**PROVIDED MATERIAL:**
====
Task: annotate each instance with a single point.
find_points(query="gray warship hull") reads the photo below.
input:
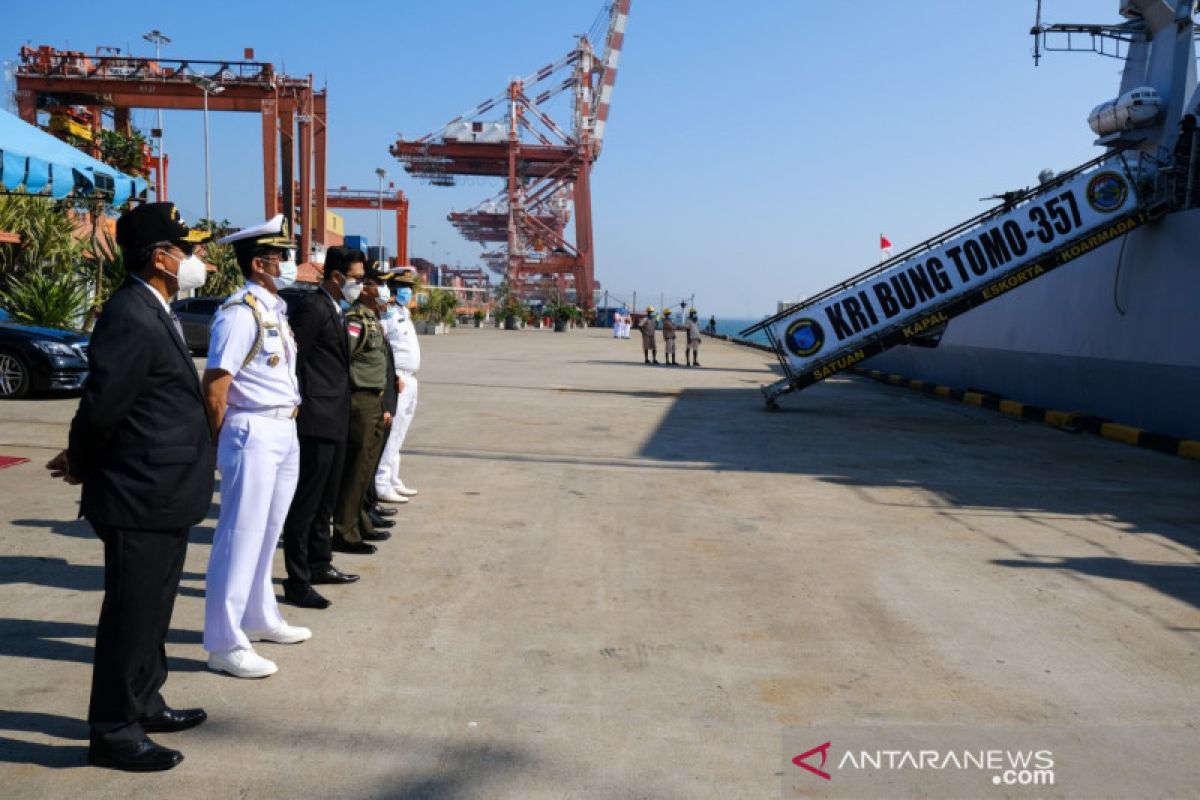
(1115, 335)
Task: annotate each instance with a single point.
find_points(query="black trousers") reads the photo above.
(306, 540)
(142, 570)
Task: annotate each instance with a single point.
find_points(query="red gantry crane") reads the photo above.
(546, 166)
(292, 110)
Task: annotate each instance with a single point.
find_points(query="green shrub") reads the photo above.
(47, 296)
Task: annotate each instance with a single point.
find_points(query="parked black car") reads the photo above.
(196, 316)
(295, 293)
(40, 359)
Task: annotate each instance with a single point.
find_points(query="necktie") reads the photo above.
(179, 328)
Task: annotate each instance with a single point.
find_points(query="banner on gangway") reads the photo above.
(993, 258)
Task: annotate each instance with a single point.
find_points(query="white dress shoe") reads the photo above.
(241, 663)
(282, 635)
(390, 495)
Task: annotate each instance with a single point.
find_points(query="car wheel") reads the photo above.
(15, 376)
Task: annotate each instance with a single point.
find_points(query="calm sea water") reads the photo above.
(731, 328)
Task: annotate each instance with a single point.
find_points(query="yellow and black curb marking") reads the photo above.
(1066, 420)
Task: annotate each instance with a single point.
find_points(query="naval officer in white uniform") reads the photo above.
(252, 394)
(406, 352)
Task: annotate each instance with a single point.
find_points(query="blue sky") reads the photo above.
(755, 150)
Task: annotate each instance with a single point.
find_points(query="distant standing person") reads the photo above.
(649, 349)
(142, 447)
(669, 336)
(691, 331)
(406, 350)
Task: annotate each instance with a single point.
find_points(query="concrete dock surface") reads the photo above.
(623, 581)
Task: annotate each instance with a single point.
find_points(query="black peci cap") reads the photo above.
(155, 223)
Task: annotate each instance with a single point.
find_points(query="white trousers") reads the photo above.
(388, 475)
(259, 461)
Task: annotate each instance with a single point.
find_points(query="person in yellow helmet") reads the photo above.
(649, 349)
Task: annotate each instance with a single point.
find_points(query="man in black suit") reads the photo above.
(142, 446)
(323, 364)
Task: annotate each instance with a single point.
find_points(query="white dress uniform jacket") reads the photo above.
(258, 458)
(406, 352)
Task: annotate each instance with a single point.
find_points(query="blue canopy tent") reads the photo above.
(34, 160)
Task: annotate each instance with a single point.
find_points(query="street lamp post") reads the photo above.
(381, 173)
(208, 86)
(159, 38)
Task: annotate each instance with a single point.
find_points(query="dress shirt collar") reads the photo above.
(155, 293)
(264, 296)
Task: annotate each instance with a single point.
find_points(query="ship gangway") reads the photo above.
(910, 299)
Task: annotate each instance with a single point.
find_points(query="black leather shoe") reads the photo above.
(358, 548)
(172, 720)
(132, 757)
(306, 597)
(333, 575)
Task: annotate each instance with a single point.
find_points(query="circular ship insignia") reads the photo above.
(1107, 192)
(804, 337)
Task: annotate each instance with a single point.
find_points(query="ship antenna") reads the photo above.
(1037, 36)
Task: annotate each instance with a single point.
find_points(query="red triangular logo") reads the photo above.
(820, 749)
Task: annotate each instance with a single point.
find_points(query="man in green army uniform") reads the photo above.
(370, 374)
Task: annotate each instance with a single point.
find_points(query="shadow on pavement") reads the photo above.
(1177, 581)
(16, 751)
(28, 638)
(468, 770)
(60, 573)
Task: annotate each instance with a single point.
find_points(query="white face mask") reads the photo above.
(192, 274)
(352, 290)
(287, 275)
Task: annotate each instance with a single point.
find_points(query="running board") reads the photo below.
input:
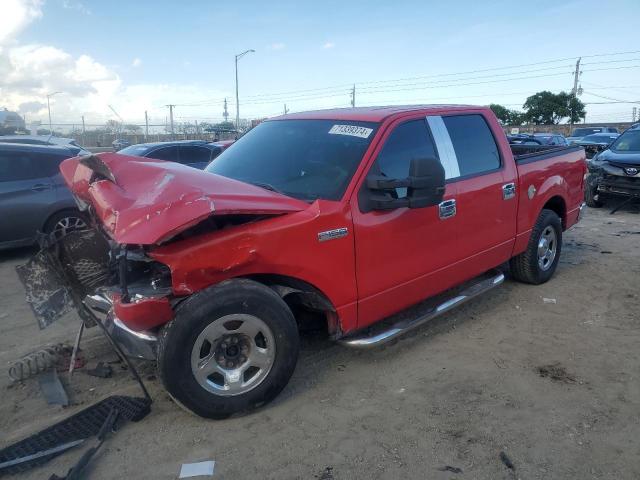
====
**DESCRIPTION OF THE TASK:** Reproduce all of the entries word for word, skipping any pictures they hold.

**SOLUTION TO THE EXERCISE:**
Task: annotate each instance with a single point.
find_points(query="gray warship hull") reads the photo below.
input:
(1115, 335)
Task: annotate each instance with a single point.
find_points(query="black trousers") reads the photo above.
(306, 540)
(142, 570)
Task: annotate each instance with a single point.
find_points(query="red gantry crane") reads the photo above.
(546, 166)
(292, 110)
Task: annotate each instance with a single point.
find_points(query="green shrub") reads the photo above.
(47, 296)
Task: annotate each instance with a single point.
find_points(query="parked black car") reads the photo above.
(196, 316)
(295, 293)
(40, 359)
Task: annotate each instance with a single point.
find_points(query="necktie") reads the photo above.
(179, 328)
Task: annotate each instance with a single point.
find_points(query="banner on gangway") reads the photo above.
(993, 258)
Task: annotate each instance with a single point.
find_points(query="white dress shoe") reads the photo above.
(241, 663)
(282, 635)
(390, 495)
Task: annotate each instance with a single point.
find_points(query="car wheel") reads the photo above.
(15, 376)
Task: annotate each instance with a single point.
find_points(query="calm sea water") reads the photo above.
(731, 328)
Task: annotate each instance with a single point.
find_points(query="yellow and black curb marking") reads the photo above.
(1066, 420)
Task: annotate each instance with a single point.
find_points(query="naval officer in white uniform") reads the photo above.
(252, 394)
(406, 352)
Task: annotate each instance with a single point.
find_points(query="blue sky") reads the photo above.
(755, 150)
Task: annotate each instance with a single point.
find_points(query="distant standing person") reads the photo above.
(649, 349)
(142, 447)
(669, 336)
(691, 331)
(406, 350)
Task: annotate each instance with a single point.
find_points(query="concrete dock surface") reads the photo above.
(623, 581)
Task: annotate each instance with a single point.
find_points(query="black peci cap") reads the photo above.
(155, 223)
Task: annotate each instance with a single point.
find_points(query="white trousers") reads the photo above.
(388, 475)
(259, 461)
Task: annotate each instance with a single point.
find_points(query="person in yellow helmet") reads the photo above.
(649, 349)
Task: annotate each instance with a single point.
find_points(query="man in black suit") reads the photo above.
(142, 446)
(323, 364)
Task: annotate each instance with a single point.
find_points(query="white dress uniform jacket") reads the photo above.
(258, 458)
(406, 352)
Task: annotate each instance with a single point.
find_points(query="blue canopy tent") reads the photo above.
(34, 160)
Task: annotate each instance with a single point.
find_points(query="street lamp post") reads the photo above.
(381, 173)
(208, 86)
(159, 38)
Task: annotate each instance with a single point.
find_points(query="dress shirt collar") reads the photo above.
(155, 293)
(264, 296)
Task: annotate each instance with a single point.
find_points(query="ship gangway") reads the photo above.
(910, 299)
Task: annotate each instance with a single point.
find_points(query="black leather shoe") reads the photo above.
(358, 548)
(172, 720)
(132, 757)
(306, 597)
(333, 575)
Task: annotate each instance with a single point.
find_points(query="circular ship insignia") reads the photo above.
(1107, 192)
(804, 337)
Task: annotate each instance with a single point.
find_points(query="ship antenna") reads the photo above.
(1037, 36)
Task: annotate each instance with a single point.
find_points(query="red triangular logo") reads the photo above.
(820, 749)
Task: annotate each instance with a single point.
find_points(query="man in green army uniform") reads the photo above.
(370, 374)
Task: annotate each instance with a single point.
find_points(query="shadow on pavement") reads the photo above.
(1177, 581)
(16, 751)
(28, 638)
(468, 770)
(60, 573)
Task: annotate each instance with a single point.
find_points(query="white face mask") reads the photo above.
(192, 274)
(352, 290)
(287, 275)
Task: annotate each instance with a single point.
find_points(query="running board") reads the photo below.
input:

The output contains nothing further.